[CONSIGNE]
Poursuivez le texte sur les dernières histoires de Spirou dessinées par Fournier, en reprenant après sa dernière phrase.

[EXTRAIT DU TEXTE]
>>>>>
Fournier, dans son travail sur Spirou, ne fait pas que des heureux. Les héritiers de M. Dupuis notamment, le trouve trop gauchiste et trop breton pour l'un des héros de la nation belge. Son travail, plus lent que celui de Franquin avant, est aussi critiqué : Spirou n'apparaissait pas assez souvent dans son propre journal ! C'est ainsi que Fournier se voit proposer de fonctionner en alternance avec d'autres auteurs. Vu la situation, il démissionne. Ses dernières histoires sont pourtant fort réussies, comme vous allez le découvrir.

Dans l'Ankou, Spirou et Fantasio se rendent en Bretagne pour participer à un congrès de magiciens. Fantasio n'est guère intéressé, mais quand il apprend que l'invitation vient d'Ororéa, il se montre fort pressé d'y arriver. Mais une fois sur place, les amis apprennent que la demoiselle n'est pas revenue cette nuit, alors qu'elle se rendait à la centrale nucléaire de Berniliz. Ils décident d'enquêter pour secourir leur amie... quand ils sont abordés par une légende locale : l'Ankou, un esprit qui va chercher les morts... mais qui a peur des conséquences d'une catastrophe nucléaire. Ne trouvez-vous donc pas que cette histoire, datant de 1976, a des airs très actuels ?
<<<<<
[CONTENU DES DONNÉES]
>>>>>
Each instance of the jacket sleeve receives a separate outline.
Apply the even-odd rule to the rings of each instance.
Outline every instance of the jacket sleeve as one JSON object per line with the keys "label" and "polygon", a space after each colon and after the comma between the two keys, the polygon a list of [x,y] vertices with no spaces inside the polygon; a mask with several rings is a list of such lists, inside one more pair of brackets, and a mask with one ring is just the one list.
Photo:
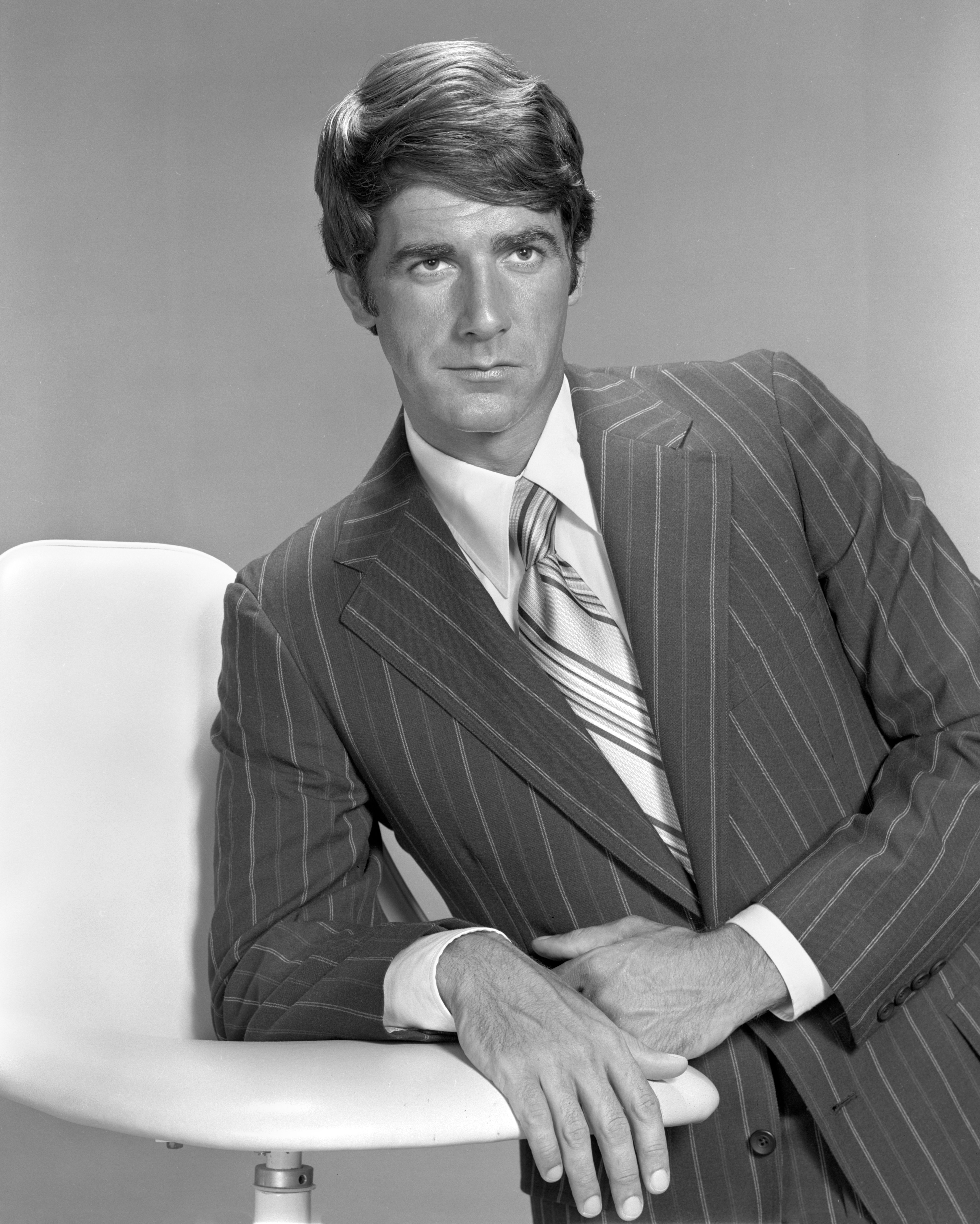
<<<<<
[RÉSULTAT]
Puis, Spirou et Fantasio vont tenter de pénétrer dans un pays totalitaire d'Asie qui ferme ses frontières, le Çatung. Celui-ci dispose d'une armée importante, et du matériel adéquat. Mais comment un si petit pays arrive-t-il à avoir les moyens financiers de maintenir une telle armée ? C'est exactement ce que les deux journalistes veulent découvrir. Avec Kodo le Tyran, Fournier désirait commencer un très long cycle d'albums à suite... mais vu le contexte au sein des éditions Dupuis, il se contentera de terminer ses idées avec un deuxième volume, Des haricots partout. Ce premier album a pourtant pour ambition de dénoncer le comportement des dictateurs, et leurs méthodes inhumaines, le tout avec un humour absent de l'album d'Hergé, Tintin et les Picaros. Le second opus suit la logique du premier, avec cette fois le besoin de transmettre au monde extérieur les preuves des liens du général Kodo avec la mafia. Mais Fournier y apporte aussi un côté humanitaire, avec la façon de sauver un peuple, mais aussi de lui assurer son avenir d'une façon honnête.

Pour achever ce dernier opus de l'intégrale version Fournier, les compilateurs ont retrouvé des histoires écrites par un lecteur du journal, Hervé Croze, pourtant sur les aventures de Spip, qui ont été mises en image par Fournier puis publiées dans le journal. Enfin, les quelques planches finales dévoilent ce qu'aurait pu être le 30e album de Spirou.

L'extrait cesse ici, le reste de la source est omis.